EXERCISE BRIEF:
The expected answer is every line from the material below that has the word "shorts".

EXERCISE INPUTS:
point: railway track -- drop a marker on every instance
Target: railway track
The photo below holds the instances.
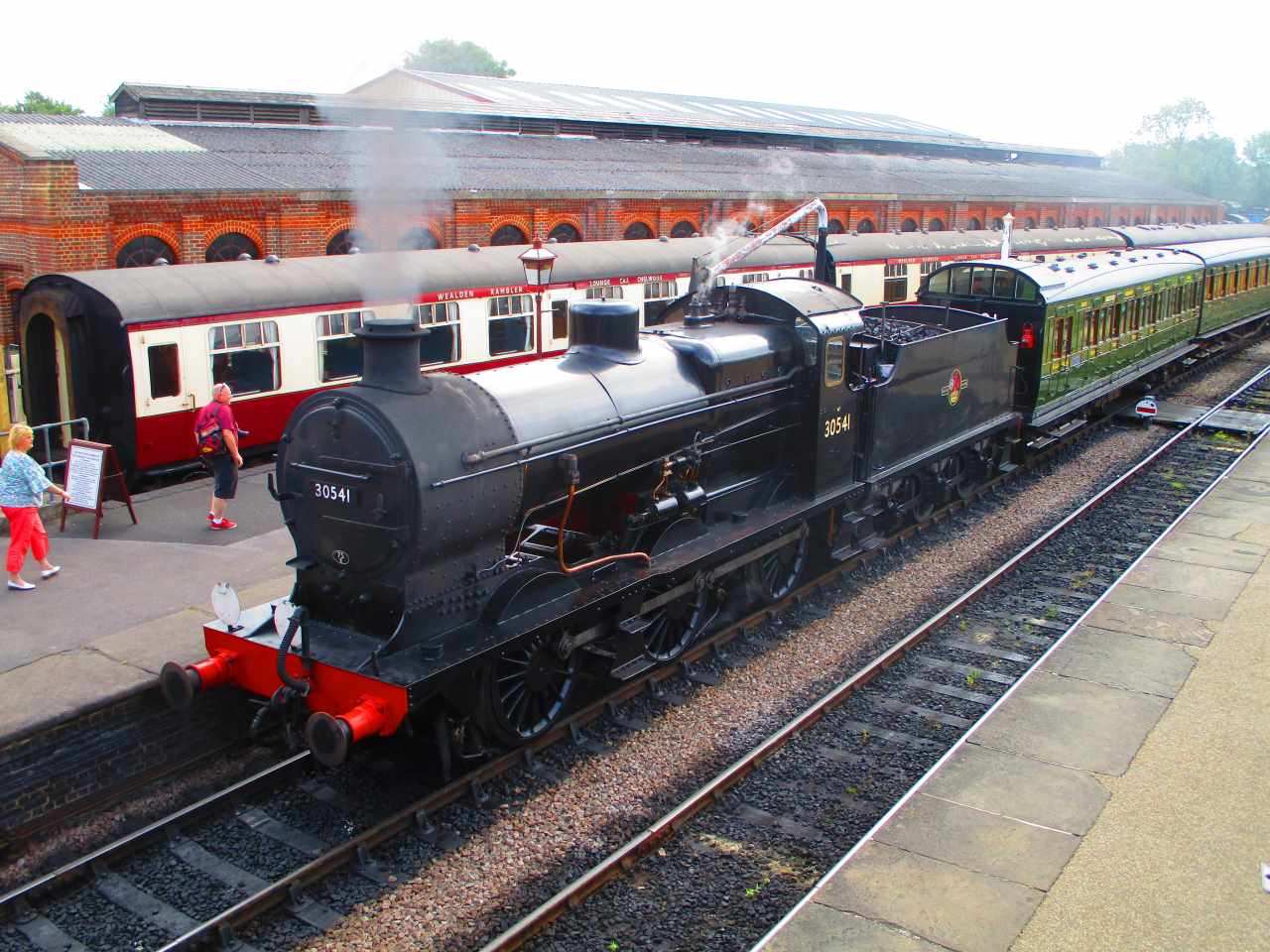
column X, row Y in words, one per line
column 137, row 889
column 844, row 761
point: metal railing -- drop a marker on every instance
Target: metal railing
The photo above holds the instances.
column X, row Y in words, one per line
column 42, row 433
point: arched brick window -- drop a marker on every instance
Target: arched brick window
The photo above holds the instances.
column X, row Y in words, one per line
column 230, row 246
column 144, row 250
column 564, row 232
column 418, row 240
column 508, row 235
column 344, row 241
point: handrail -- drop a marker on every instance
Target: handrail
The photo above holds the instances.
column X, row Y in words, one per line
column 45, row 429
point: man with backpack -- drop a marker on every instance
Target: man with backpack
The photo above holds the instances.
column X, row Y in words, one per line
column 216, row 433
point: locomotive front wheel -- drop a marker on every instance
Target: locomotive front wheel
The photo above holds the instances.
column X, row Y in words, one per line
column 779, row 571
column 527, row 688
column 675, row 626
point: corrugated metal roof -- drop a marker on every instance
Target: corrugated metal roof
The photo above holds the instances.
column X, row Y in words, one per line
column 127, row 155
column 603, row 104
column 262, row 96
column 1176, row 234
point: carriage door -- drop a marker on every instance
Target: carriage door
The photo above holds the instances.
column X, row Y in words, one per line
column 160, row 385
column 838, row 424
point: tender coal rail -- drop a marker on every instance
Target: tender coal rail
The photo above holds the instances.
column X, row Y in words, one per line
column 200, row 875
column 785, row 811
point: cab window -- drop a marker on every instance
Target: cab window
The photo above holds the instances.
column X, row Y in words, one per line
column 834, row 361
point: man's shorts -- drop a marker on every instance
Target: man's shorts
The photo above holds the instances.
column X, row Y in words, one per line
column 225, row 474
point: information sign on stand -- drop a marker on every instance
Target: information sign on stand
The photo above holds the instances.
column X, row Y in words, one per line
column 94, row 475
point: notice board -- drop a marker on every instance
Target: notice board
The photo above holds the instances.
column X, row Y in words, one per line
column 94, row 475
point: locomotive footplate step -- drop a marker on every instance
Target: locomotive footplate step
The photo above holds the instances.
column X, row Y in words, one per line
column 1179, row 414
column 46, row 936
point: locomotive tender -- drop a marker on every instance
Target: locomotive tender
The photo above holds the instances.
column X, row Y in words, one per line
column 465, row 546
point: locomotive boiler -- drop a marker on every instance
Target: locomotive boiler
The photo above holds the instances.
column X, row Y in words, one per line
column 467, row 546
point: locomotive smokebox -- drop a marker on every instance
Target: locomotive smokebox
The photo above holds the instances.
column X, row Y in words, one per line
column 607, row 329
column 390, row 356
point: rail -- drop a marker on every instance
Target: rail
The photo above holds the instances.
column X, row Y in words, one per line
column 622, row 860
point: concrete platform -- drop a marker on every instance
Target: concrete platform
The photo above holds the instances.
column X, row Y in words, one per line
column 131, row 599
column 1116, row 797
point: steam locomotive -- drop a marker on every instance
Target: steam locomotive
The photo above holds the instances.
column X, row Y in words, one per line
column 468, row 547
column 465, row 543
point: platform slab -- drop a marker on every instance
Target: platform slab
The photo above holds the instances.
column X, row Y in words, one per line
column 1196, row 548
column 1169, row 602
column 979, row 841
column 1019, row 787
column 945, row 904
column 1144, row 737
column 131, row 599
column 1188, row 579
column 1184, row 630
column 833, row 930
column 1118, row 660
column 1072, row 722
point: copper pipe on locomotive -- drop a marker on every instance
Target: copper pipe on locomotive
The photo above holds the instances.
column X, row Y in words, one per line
column 571, row 461
column 703, row 277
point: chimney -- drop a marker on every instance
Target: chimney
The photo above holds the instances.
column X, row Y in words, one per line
column 390, row 356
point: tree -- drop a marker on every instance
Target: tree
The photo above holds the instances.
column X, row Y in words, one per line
column 39, row 103
column 1178, row 148
column 448, row 56
column 1174, row 123
column 1256, row 158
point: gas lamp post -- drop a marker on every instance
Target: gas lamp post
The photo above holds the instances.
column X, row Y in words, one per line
column 538, row 262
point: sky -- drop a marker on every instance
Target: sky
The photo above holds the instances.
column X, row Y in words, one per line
column 1080, row 75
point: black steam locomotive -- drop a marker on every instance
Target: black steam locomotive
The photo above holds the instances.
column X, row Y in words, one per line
column 463, row 544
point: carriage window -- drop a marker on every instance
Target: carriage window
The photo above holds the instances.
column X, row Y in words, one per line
column 657, row 296
column 339, row 353
column 511, row 324
column 834, row 361
column 896, row 284
column 559, row 320
column 440, row 326
column 980, row 286
column 245, row 356
column 164, row 371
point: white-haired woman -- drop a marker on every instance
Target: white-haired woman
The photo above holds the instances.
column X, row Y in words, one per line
column 22, row 490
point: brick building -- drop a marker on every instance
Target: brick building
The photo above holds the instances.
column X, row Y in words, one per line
column 420, row 160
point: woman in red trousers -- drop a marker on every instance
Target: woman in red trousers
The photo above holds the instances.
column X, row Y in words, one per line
column 22, row 490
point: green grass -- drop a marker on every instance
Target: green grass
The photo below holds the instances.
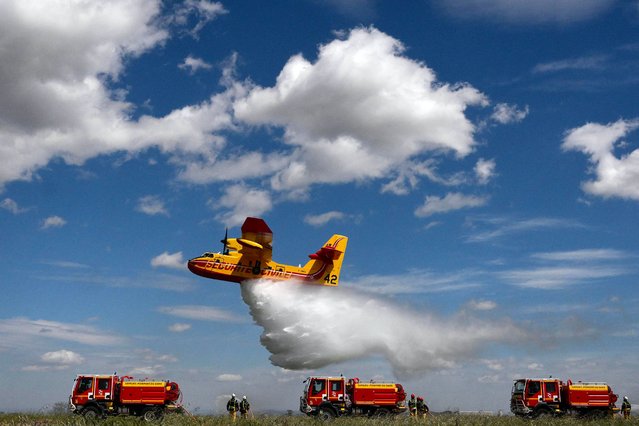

ANSWER TO THIS PROBLEM:
point: man's shorts -- drop a marker on every instance
Target: man's shorts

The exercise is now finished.